Hidden Fees to Watch for on UK Card Machine Contracts
Common hidden fees on UK card machine contracts: PCI compliance fee (£5 to £15 a month), authorisation fee (1 to 5p per attempted transaction), chargeback fee (£15 to £25 per dispute), minimum service charge (some acquirers bill a minimum even on zero-trading months), statement fee (£3 to £5 a month for paper), and FX margin (2 to 3 per cent on foreign card payments). Ask for the full rate card before signing, the headline percentage is rarely the whole cost.
What this means for your business
The headline transaction percentage on a UK card machine quote is rarely the total cost. Acquirer contracts layer in multiple smaller fees that together can add £30 to £100 to the monthly bill on top of the percentage. PCI compliance fee is the most common and is sometimes bundled, sometimes separate (Worldpay typically separates it, Dojo bundles). Authorisation fee is charged per attempted transaction whether the transaction succeeds or declines, this can add 1 to 5p per attempt.

┄┄┄┄┄┄

Please reproduce the passage on hidden card machine fees, starting at the words "Hidden Fees to" and ending after "the whole cost.". The data plays no part in this work.

Dataset excerpt.
┄┄┄┄┄┄

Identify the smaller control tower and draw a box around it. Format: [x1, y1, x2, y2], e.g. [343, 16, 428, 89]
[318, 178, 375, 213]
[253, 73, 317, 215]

┄┄┄┄┄┄

Exercise result.
Hidden Fees to Watch for on UK Card Machine Contracts
Common hidden fees on UK card machine contracts: PCI compliance fee (£5 to £15 a month), authorisation fee (1 to 5p per attempted transaction), chargeback fee (£15 to £25 per dispute), minimum service charge (some acquirers bill a minimum even on zero-trading months), statement fee (£3 to £5 a month for paper), and FX margin (2 to 3 per cent on foreign card payments). Ask for the full rate card before signing, the headline percentage is rarely the whole cost.